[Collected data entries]
'''

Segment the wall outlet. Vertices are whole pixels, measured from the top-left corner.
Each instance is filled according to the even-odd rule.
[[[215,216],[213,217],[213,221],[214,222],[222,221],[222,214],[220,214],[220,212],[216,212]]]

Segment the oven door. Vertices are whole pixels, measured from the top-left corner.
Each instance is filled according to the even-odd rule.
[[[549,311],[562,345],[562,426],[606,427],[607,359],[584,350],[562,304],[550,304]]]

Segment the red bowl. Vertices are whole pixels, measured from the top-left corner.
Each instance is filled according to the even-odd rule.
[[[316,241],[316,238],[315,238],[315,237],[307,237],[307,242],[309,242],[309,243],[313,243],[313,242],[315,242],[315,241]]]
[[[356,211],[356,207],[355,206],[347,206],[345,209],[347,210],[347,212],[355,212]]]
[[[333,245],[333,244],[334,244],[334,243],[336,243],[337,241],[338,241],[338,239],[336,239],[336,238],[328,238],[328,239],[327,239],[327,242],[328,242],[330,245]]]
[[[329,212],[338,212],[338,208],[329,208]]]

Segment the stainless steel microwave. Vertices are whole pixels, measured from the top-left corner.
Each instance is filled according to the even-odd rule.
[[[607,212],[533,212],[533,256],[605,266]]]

'''

What you will do: However many lines the data holds, return each one exactly.

Result of this task:
Segment the wall outlet. Vertices are whole pixels, measured from the top-left corner.
Each instance is filled according to the even-odd rule.
[[[215,216],[213,217],[213,221],[214,222],[222,221],[222,214],[220,214],[220,212],[216,212]]]

Segment the oven door. Vertices are whole pixels, measured from the top-left corner.
Each instance is filled according to the even-odd rule.
[[[549,311],[562,345],[562,426],[606,427],[607,359],[584,350],[562,304],[550,304]]]

Segment the red bowl. Vertices are whole pixels, measured from the top-left corner.
Each instance is filled according to the even-odd rule.
[[[316,241],[316,238],[315,238],[315,237],[307,237],[307,242],[309,242],[309,243],[313,243],[313,242],[315,242],[315,241]]]
[[[356,211],[356,207],[355,206],[347,206],[345,209],[347,210],[347,212],[355,212]]]
[[[333,245],[333,244],[334,244],[334,243],[336,243],[337,241],[338,241],[338,239],[336,239],[336,238],[328,238],[328,239],[327,239],[327,242],[328,242],[330,245]]]
[[[329,212],[338,212],[338,208],[329,208]]]

Segment the stainless steel microwave. Vertices are whole pixels, measured from the top-left corner.
Each instance is filled according to the even-odd rule.
[[[607,212],[533,212],[533,256],[605,266]]]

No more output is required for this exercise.